> SET TASK: Copy all of the records below verbatim.

> LISTING:
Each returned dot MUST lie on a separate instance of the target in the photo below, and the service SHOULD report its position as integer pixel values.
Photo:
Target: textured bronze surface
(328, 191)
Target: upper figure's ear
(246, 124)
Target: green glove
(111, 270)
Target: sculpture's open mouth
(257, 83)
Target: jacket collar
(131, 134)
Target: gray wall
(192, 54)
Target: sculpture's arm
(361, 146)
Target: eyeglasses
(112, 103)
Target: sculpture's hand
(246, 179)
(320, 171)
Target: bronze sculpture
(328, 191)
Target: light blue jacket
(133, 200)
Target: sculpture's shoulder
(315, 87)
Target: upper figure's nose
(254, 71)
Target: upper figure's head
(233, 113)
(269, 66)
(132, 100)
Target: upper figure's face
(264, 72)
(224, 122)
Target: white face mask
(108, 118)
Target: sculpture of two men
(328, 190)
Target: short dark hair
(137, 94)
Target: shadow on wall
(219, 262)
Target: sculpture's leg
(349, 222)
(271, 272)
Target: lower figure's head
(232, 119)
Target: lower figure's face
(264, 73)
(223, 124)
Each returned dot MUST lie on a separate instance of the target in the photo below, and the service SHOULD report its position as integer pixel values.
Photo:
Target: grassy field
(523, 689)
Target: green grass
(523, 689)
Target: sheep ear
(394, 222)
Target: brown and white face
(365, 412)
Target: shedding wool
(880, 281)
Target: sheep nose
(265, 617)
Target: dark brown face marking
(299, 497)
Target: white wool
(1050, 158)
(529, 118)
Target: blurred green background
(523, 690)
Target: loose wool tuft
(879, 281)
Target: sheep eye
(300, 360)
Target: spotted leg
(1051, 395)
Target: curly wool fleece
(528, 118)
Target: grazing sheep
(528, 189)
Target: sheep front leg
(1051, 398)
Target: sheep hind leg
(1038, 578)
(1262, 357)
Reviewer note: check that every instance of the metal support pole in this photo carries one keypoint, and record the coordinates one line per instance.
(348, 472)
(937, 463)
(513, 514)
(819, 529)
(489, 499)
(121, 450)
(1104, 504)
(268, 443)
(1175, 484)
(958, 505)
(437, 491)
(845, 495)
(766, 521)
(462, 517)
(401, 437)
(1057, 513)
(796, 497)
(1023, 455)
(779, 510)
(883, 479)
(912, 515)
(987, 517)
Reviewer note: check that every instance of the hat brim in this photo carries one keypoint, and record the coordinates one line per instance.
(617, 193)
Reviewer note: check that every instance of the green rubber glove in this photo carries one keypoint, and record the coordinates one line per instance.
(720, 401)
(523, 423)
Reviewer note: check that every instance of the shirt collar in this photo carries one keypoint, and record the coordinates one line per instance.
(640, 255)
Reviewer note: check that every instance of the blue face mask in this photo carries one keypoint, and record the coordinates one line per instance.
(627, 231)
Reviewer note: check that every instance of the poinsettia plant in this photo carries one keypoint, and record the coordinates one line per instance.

> REPLY:
Each returned dot MUST lie on a separate instance of the target in the photo below, and the service SHOULD report its position as integer pixel values.
Photo:
Target: textured bronze surface
(328, 191)
Target: upper figure's ear
(246, 124)
Target: green glove
(111, 270)
Target: sculpture's open mouth
(257, 83)
Target: jacket collar
(131, 134)
Target: gray wall
(192, 54)
Target: sculpture's arm
(361, 146)
Target: eyeglasses
(112, 103)
Target: sculpture's hand
(246, 179)
(320, 171)
Target: bronze sculpture
(328, 191)
Target: light blue jacket
(133, 200)
Target: sculpture's shoulder
(315, 87)
Target: upper figure's nose
(254, 71)
Target: upper figure's head
(233, 113)
(269, 66)
(132, 100)
Target: upper figure's face
(264, 72)
(224, 122)
Target: white face mask
(108, 118)
Target: sculpture of two men
(328, 190)
Target: short dark hair
(137, 94)
Target: shadow on wall
(219, 262)
Target: sculpture's leg
(349, 222)
(271, 272)
Target: lower figure's head
(232, 119)
Target: lower figure's face
(264, 73)
(223, 124)
Each returned dot MUST lie on a separate instance of the target in the photo below, and the service SHOULD report its position as integer pixel values.
Photo:
Target: grassy field
(523, 689)
Target: green grass
(523, 689)
Target: sheep ear
(394, 222)
Target: brown and white face
(365, 412)
Target: shedding wool
(880, 281)
Target: sheep nose
(265, 617)
Target: dark brown face marking
(299, 497)
Target: white wool
(1050, 158)
(529, 118)
Target: blurred green background
(523, 690)
Target: loose wool tuft
(879, 281)
Target: sheep eye
(300, 360)
Target: spotted leg
(1051, 395)
Target: curly wool fleece
(528, 118)
Target: grazing sheep
(528, 189)
Target: sheep front leg
(1051, 398)
Target: sheep hind leg
(1038, 578)
(1262, 357)
Reviewer note: check that every instance of the metal support pole in this photo carries one keypoint, and record the coordinates one line per instance.
(348, 472)
(937, 463)
(513, 514)
(819, 529)
(489, 499)
(121, 450)
(1104, 504)
(268, 443)
(1175, 484)
(958, 505)
(437, 491)
(845, 495)
(766, 521)
(462, 517)
(401, 437)
(1057, 513)
(796, 497)
(1023, 455)
(779, 510)
(883, 479)
(912, 515)
(987, 517)
Reviewer note: check that every instance of the hat brim in this photo carries one keypoint, and record the coordinates one line per instance.
(617, 193)
Reviewer note: check that every instance of the green rubber glove in this photo carries one keypoint, and record the coordinates one line per instance.
(720, 401)
(523, 423)
Reviewer note: check that every instance of the shirt collar in this photo carries one keypoint, and record the coordinates one line per instance.
(640, 255)
Reviewer note: check that every instance of the blue face mask in this photo carries one keypoint, and record the coordinates one line per instance.
(627, 231)
Reviewer note: check that every instance of the poinsettia plant in this photo carries one keypoint, and record the coordinates one line per instance.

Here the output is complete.